> [Short task] Rewrite the rows as a numbered list, starting from the first row and ending with the line containing "[0,69,468,436]", including both ends and leaving out any blank lines. Include nothing after that line.

(Bounding box annotation entries)
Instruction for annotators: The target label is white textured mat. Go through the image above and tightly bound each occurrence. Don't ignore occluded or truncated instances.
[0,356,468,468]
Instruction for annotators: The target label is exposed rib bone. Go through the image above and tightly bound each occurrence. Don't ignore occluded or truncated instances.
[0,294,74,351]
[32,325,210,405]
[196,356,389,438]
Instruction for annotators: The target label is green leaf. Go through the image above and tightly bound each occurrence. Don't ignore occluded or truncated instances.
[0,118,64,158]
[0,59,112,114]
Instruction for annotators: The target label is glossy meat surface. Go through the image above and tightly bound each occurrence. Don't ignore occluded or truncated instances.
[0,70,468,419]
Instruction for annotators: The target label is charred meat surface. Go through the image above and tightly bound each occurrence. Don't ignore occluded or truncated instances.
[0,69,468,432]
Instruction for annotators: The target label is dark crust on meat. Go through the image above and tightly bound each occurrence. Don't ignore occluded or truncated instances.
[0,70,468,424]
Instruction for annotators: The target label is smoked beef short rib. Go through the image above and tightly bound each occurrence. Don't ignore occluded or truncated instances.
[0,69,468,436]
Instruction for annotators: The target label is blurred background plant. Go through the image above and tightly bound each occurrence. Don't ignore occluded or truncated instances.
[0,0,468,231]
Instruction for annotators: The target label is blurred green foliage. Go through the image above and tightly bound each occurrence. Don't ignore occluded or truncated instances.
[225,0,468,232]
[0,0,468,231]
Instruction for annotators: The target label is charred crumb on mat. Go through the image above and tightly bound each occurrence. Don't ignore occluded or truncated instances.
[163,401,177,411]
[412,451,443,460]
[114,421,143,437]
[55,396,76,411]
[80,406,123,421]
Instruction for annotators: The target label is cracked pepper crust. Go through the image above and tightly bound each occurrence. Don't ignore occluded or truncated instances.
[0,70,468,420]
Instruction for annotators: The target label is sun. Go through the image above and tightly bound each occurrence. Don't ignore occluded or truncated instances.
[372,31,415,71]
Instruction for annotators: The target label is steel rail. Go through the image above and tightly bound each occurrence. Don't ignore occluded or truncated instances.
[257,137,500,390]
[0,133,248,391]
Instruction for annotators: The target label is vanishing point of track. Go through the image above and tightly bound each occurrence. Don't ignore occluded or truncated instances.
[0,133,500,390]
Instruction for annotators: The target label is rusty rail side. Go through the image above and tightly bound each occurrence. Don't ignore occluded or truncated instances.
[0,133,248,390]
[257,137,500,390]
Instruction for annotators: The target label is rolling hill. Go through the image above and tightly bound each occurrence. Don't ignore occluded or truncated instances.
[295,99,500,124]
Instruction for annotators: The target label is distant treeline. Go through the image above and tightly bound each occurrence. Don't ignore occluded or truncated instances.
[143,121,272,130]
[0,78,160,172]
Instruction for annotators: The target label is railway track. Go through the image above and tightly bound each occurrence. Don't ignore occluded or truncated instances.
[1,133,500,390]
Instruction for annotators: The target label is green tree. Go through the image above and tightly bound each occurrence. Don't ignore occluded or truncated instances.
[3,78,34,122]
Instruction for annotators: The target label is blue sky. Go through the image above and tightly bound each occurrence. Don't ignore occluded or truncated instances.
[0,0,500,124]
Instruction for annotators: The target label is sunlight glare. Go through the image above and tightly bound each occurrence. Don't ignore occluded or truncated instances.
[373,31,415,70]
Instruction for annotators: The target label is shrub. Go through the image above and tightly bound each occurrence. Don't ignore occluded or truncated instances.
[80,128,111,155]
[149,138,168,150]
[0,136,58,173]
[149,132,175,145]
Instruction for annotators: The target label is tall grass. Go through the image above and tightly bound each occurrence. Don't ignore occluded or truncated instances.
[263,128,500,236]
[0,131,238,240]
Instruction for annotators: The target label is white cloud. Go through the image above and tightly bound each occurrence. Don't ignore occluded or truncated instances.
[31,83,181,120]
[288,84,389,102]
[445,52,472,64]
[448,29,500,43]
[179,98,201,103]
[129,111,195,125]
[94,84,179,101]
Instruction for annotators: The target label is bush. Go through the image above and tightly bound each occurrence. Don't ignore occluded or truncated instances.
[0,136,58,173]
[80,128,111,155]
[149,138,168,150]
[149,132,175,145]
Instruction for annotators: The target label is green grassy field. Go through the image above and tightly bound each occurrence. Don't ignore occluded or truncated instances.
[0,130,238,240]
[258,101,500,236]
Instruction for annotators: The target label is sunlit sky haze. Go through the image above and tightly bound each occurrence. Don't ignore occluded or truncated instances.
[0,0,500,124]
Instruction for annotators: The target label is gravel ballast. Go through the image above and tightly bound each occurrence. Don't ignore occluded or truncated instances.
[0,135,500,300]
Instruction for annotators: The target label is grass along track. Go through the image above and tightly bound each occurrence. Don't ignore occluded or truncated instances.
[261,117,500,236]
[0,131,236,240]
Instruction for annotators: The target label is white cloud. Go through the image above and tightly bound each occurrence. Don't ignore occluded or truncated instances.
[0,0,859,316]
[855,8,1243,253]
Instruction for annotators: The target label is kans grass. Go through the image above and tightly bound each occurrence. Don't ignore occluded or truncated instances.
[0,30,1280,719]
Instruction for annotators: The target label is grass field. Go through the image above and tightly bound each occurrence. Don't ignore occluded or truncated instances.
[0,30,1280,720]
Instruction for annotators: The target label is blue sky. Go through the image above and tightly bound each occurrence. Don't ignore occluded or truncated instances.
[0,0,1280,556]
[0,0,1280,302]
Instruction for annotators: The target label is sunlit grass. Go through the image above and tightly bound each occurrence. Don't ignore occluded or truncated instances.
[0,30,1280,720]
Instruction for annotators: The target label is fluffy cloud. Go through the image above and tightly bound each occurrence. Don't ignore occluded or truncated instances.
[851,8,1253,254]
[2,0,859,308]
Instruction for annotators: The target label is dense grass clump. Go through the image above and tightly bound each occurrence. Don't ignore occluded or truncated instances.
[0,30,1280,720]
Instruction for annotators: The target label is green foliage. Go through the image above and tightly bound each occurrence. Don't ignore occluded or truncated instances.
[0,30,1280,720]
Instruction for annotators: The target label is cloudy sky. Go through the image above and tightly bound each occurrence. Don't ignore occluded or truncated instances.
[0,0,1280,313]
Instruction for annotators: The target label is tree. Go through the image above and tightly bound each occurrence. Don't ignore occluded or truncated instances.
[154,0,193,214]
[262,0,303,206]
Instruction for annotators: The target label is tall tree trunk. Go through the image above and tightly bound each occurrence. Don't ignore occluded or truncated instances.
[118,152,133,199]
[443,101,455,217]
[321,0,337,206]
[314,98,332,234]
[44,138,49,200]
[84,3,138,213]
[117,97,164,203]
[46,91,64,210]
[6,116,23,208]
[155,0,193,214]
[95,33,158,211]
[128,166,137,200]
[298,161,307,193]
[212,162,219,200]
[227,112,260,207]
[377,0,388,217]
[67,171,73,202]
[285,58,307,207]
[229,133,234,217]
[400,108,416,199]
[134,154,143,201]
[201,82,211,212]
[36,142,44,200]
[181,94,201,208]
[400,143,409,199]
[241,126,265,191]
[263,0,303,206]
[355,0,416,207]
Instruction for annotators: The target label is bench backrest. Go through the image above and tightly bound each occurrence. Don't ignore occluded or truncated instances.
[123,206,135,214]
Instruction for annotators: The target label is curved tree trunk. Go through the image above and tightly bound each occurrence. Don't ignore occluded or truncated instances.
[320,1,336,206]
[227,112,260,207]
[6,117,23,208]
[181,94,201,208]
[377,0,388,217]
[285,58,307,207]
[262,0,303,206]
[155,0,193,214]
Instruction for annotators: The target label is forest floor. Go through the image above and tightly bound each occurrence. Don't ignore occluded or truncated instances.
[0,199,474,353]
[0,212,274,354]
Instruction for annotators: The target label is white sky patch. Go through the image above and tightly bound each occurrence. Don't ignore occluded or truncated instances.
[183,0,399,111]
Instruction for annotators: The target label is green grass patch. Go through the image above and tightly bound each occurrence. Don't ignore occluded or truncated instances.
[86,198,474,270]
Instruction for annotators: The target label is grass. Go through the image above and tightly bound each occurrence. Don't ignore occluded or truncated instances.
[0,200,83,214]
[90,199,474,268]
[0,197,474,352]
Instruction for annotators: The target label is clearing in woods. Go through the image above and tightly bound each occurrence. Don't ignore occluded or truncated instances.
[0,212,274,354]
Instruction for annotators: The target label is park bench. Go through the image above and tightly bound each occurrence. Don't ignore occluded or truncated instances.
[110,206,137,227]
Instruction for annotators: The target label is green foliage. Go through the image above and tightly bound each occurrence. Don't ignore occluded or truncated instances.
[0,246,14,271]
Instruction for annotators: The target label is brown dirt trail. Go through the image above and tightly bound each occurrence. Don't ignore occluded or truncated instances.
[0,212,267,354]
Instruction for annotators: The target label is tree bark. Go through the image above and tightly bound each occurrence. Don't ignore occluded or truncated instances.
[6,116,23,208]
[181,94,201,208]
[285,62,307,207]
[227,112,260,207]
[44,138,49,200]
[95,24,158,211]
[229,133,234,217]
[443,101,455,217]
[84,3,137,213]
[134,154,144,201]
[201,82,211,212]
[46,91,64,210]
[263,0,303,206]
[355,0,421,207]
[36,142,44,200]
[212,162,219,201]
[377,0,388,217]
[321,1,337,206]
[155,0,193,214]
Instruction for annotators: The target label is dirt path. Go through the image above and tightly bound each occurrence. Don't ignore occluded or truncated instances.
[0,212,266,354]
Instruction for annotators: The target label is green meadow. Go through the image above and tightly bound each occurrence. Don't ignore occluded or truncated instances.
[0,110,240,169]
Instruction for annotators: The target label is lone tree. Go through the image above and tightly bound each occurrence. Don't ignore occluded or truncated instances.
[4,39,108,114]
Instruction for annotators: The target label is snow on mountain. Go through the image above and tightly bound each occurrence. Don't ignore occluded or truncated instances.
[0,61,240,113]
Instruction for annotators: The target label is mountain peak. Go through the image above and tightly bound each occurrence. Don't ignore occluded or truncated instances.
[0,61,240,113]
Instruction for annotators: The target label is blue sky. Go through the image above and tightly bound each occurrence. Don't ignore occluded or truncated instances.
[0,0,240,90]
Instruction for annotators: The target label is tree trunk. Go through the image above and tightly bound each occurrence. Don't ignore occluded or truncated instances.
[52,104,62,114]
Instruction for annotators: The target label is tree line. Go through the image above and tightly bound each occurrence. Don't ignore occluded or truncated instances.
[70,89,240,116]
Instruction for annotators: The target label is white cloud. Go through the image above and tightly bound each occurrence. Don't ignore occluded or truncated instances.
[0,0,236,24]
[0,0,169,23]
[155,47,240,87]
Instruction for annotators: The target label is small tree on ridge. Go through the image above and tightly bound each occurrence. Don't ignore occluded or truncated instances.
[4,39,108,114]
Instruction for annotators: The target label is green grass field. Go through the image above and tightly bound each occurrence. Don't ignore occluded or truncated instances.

> [Task response]
1. Instruction for annotators: The target label is white textured mat. Go through the image above and tightly bound each occurrence. Don't ignore occluded or truncated instances.
2. [0,356,468,468]
3. Instruction for annotators: The target label is exposed rib bone. Go through the image above and tightly bound each occurrence. Don't ignore occluded or truncated instances.
4. [0,294,74,351]
5. [32,325,210,405]
6. [196,356,389,438]
7. Instruction for annotators: The target label is green leaf. Go through the image above and tightly bound each occurrence. Don't ignore occluded or truncated instances.
8. [0,118,64,158]
9. [0,59,112,114]
10. Instruction for annotators: The target label is glossy meat surface. Go through the image above and tightly bound each occurrence. Don't ignore occluded or truncated instances.
11. [0,70,468,419]
12. Instruction for annotators: The target label is charred meat surface. Go through the image above and tightly bound each occurrence. Don't ignore occluded or truncated instances.
13. [0,69,468,432]
14. Instruction for annotators: The target label is dark crust on meat. Go through the image above and tightly bound each occurrence. Don't ignore occluded or truncated instances.
15. [0,70,468,424]
16. Instruction for annotators: The target label is smoked beef short rib. Go through the image above and tightly bound each occurrence. Don't ignore occluded or truncated instances.
17. [0,69,468,436]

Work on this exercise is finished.